TASK ITEM:
Could you retype the entries exactly as they are?

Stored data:

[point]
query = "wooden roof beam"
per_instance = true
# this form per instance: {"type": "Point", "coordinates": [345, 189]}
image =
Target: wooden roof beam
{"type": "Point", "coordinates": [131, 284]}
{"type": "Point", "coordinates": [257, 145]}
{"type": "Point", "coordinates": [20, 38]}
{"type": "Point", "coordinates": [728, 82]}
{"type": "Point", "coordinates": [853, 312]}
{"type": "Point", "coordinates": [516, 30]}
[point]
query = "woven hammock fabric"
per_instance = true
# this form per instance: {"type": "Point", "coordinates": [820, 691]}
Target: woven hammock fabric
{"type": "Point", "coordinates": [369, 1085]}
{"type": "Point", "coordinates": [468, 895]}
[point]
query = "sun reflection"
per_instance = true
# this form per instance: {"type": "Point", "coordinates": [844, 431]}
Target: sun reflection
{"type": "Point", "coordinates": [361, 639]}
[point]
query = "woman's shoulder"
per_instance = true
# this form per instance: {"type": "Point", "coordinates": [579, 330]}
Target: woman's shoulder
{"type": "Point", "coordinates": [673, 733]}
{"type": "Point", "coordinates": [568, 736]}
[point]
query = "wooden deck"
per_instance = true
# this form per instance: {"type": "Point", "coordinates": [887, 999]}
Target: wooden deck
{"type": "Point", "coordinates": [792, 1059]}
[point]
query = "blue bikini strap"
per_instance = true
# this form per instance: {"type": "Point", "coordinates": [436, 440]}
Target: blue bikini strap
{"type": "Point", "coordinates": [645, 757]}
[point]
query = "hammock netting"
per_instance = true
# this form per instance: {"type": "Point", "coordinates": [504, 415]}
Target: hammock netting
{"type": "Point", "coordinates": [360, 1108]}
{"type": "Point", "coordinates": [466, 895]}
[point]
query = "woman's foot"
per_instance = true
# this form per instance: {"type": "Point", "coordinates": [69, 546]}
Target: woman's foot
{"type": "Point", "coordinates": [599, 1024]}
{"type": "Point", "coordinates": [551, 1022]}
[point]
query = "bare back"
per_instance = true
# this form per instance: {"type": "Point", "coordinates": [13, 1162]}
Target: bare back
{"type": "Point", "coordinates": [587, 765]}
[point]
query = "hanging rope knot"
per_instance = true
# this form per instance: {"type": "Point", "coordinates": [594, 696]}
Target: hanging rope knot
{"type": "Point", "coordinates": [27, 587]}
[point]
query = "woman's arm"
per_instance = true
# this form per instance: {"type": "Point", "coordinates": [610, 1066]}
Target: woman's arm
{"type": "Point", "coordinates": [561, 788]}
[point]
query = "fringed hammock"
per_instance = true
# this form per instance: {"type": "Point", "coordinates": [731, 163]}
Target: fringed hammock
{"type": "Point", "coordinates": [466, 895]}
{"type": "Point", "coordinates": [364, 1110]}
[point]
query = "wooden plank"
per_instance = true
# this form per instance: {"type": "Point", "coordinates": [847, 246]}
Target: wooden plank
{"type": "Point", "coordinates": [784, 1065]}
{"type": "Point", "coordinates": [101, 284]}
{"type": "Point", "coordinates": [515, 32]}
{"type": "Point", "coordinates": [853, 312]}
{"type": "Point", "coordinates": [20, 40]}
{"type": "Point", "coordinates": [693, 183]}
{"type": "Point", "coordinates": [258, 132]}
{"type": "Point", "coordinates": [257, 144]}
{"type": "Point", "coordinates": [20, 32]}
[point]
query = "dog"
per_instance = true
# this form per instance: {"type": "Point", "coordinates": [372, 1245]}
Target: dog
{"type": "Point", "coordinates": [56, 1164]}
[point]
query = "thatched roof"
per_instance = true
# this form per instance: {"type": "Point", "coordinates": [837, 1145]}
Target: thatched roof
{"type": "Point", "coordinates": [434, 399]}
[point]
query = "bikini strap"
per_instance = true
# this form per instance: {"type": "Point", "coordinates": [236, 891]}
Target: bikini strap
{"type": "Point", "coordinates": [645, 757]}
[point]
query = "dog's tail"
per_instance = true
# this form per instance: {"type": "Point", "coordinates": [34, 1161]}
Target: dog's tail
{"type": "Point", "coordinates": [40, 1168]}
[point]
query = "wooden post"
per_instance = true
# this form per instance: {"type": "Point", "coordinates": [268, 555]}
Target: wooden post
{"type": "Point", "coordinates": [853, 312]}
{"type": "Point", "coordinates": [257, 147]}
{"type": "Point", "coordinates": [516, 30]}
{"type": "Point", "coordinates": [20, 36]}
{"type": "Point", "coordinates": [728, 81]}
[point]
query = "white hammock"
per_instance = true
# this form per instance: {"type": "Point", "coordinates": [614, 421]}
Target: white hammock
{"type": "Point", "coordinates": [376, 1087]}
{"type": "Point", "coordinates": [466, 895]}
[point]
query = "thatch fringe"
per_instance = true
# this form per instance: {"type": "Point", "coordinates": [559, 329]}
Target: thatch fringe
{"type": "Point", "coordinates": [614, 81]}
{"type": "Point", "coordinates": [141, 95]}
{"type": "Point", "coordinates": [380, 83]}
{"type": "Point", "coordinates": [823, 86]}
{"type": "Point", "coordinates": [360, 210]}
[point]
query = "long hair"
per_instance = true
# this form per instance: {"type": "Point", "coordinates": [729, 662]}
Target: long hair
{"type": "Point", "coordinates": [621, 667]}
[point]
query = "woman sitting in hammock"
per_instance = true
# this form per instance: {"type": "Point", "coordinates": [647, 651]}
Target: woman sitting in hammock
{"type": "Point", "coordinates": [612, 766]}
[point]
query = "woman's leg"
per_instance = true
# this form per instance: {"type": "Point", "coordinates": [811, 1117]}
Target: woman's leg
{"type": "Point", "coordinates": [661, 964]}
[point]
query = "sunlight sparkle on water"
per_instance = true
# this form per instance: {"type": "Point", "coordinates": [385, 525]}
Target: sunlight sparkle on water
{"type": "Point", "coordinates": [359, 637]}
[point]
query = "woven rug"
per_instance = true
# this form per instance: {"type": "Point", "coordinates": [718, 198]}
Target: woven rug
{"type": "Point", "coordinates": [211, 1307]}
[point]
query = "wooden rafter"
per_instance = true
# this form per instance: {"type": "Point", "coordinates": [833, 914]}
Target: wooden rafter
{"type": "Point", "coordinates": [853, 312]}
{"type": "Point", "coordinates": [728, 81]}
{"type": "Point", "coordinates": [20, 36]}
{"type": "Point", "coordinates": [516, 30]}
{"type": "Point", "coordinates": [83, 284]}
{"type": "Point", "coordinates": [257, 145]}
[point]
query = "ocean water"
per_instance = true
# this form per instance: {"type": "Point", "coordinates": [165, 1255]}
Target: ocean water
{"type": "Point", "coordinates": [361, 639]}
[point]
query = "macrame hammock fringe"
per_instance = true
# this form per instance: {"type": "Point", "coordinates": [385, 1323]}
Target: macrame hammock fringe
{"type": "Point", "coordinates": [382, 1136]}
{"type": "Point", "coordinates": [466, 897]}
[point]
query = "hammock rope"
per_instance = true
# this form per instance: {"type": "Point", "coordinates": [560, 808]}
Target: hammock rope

YOUR SOLUTION:
[point]
query = "wooden roof beam"
per_instance = true
# this form per instance: {"type": "Point", "coordinates": [345, 189]}
image =
Target: wooden roof beam
{"type": "Point", "coordinates": [131, 284]}
{"type": "Point", "coordinates": [257, 145]}
{"type": "Point", "coordinates": [20, 38]}
{"type": "Point", "coordinates": [728, 82]}
{"type": "Point", "coordinates": [853, 312]}
{"type": "Point", "coordinates": [516, 30]}
[point]
query = "woven hammock fabric"
per_instance = true
# this form per instance: {"type": "Point", "coordinates": [820, 691]}
Target: woven hammock fabric
{"type": "Point", "coordinates": [369, 1085]}
{"type": "Point", "coordinates": [468, 895]}
[point]
query = "sun reflection"
per_instance = true
# this form per instance: {"type": "Point", "coordinates": [844, 431]}
Target: sun reflection
{"type": "Point", "coordinates": [361, 639]}
[point]
query = "woman's shoulder"
per_instance = true
# this form per instance: {"type": "Point", "coordinates": [579, 330]}
Target: woman's shoulder
{"type": "Point", "coordinates": [673, 733]}
{"type": "Point", "coordinates": [568, 736]}
[point]
query = "wooden deck"
per_instance = true
# this form per instance: {"type": "Point", "coordinates": [887, 999]}
Target: wooden deck
{"type": "Point", "coordinates": [792, 1059]}
[point]
query = "blue bikini strap"
per_instance = true
# this form per instance: {"type": "Point", "coordinates": [436, 440]}
Target: blue bikini strap
{"type": "Point", "coordinates": [645, 757]}
[point]
query = "hammock netting"
per_instance = true
# this form per instance: {"type": "Point", "coordinates": [504, 415]}
Target: hammock netting
{"type": "Point", "coordinates": [360, 1108]}
{"type": "Point", "coordinates": [466, 895]}
[point]
query = "woman's foot"
per_instance = true
# this form per instance: {"type": "Point", "coordinates": [69, 546]}
Target: woman's foot
{"type": "Point", "coordinates": [599, 1024]}
{"type": "Point", "coordinates": [551, 1022]}
[point]
query = "bare back"
per_instance = true
# this form per instance: {"type": "Point", "coordinates": [13, 1162]}
Target: bare back
{"type": "Point", "coordinates": [587, 765]}
[point]
query = "hanging rope knot"
per_instance = true
# this form per instance: {"type": "Point", "coordinates": [594, 696]}
Target: hanging rope knot
{"type": "Point", "coordinates": [27, 587]}
[point]
query = "woman's arm"
per_instance = true
# this form per instance: {"type": "Point", "coordinates": [610, 1066]}
Target: woman's arm
{"type": "Point", "coordinates": [561, 788]}
[point]
query = "fringed hammock"
per_instance = true
# this form per instance: {"type": "Point", "coordinates": [731, 163]}
Target: fringed hammock
{"type": "Point", "coordinates": [466, 895]}
{"type": "Point", "coordinates": [364, 1110]}
[point]
query = "wooden plank"
per_instance = true
# this form per instance: {"type": "Point", "coordinates": [847, 246]}
Target: wooden plank
{"type": "Point", "coordinates": [784, 1065]}
{"type": "Point", "coordinates": [101, 284]}
{"type": "Point", "coordinates": [515, 32]}
{"type": "Point", "coordinates": [853, 312]}
{"type": "Point", "coordinates": [20, 40]}
{"type": "Point", "coordinates": [693, 183]}
{"type": "Point", "coordinates": [258, 132]}
{"type": "Point", "coordinates": [257, 144]}
{"type": "Point", "coordinates": [20, 32]}
[point]
query = "dog"
per_instance = true
# this form per instance: {"type": "Point", "coordinates": [372, 1245]}
Target: dog
{"type": "Point", "coordinates": [56, 1164]}
[point]
query = "thatched roof"
per_instance = true
# this form per instance: {"type": "Point", "coordinates": [837, 1145]}
Target: thatched roof
{"type": "Point", "coordinates": [434, 399]}
[point]
query = "bikini strap"
per_instance = true
# this form per instance: {"type": "Point", "coordinates": [236, 891]}
Target: bikini strap
{"type": "Point", "coordinates": [645, 757]}
[point]
query = "dog's tail"
per_instance = true
# this form per instance: {"type": "Point", "coordinates": [34, 1161]}
Target: dog's tail
{"type": "Point", "coordinates": [40, 1168]}
[point]
query = "wooden post"
per_instance = true
# this form per instance: {"type": "Point", "coordinates": [268, 555]}
Target: wooden post
{"type": "Point", "coordinates": [853, 312]}
{"type": "Point", "coordinates": [257, 147]}
{"type": "Point", "coordinates": [516, 30]}
{"type": "Point", "coordinates": [20, 36]}
{"type": "Point", "coordinates": [728, 81]}
[point]
query = "white hammock"
per_instance = true
# this form per instance: {"type": "Point", "coordinates": [614, 421]}
Target: white hammock
{"type": "Point", "coordinates": [376, 1087]}
{"type": "Point", "coordinates": [466, 895]}
[point]
query = "thatch fringe"
per_instance = true
# this form per instance: {"type": "Point", "coordinates": [559, 329]}
Target: thatch fringe
{"type": "Point", "coordinates": [614, 81]}
{"type": "Point", "coordinates": [141, 95]}
{"type": "Point", "coordinates": [380, 83]}
{"type": "Point", "coordinates": [823, 86]}
{"type": "Point", "coordinates": [360, 210]}
[point]
query = "long hair"
per_instance = true
# this form per instance: {"type": "Point", "coordinates": [729, 662]}
Target: long hair
{"type": "Point", "coordinates": [621, 667]}
[point]
query = "woman sitting in hammock"
per_instance = true
# this form per instance: {"type": "Point", "coordinates": [647, 651]}
Target: woman sitting in hammock
{"type": "Point", "coordinates": [612, 766]}
[point]
query = "woman's leg"
per_instance = true
# this form per instance: {"type": "Point", "coordinates": [811, 1117]}
Target: woman's leg
{"type": "Point", "coordinates": [661, 964]}
[point]
query = "sunlight sparkle on water"
per_instance = true
# this form per instance: {"type": "Point", "coordinates": [385, 525]}
Target: sunlight sparkle on water
{"type": "Point", "coordinates": [359, 637]}
[point]
query = "woven rug"
per_instance = true
# this form per instance: {"type": "Point", "coordinates": [718, 198]}
Target: woven rug
{"type": "Point", "coordinates": [211, 1307]}
[point]
query = "wooden rafter"
per_instance = true
# this form per instance: {"type": "Point", "coordinates": [833, 914]}
Target: wooden rafter
{"type": "Point", "coordinates": [853, 312]}
{"type": "Point", "coordinates": [728, 81]}
{"type": "Point", "coordinates": [20, 36]}
{"type": "Point", "coordinates": [516, 30]}
{"type": "Point", "coordinates": [83, 284]}
{"type": "Point", "coordinates": [257, 145]}
[point]
query = "ocean water"
per_instance = true
# this form per instance: {"type": "Point", "coordinates": [165, 1255]}
Target: ocean water
{"type": "Point", "coordinates": [361, 639]}
[point]
query = "macrame hammock fringe"
per_instance = true
# this form per instance: {"type": "Point", "coordinates": [385, 1323]}
Target: macrame hammock fringe
{"type": "Point", "coordinates": [382, 1136]}
{"type": "Point", "coordinates": [466, 897]}
[point]
query = "hammock rope"
per_instance = true
# this form per instance: {"type": "Point", "coordinates": [560, 808]}
Target: hammock rope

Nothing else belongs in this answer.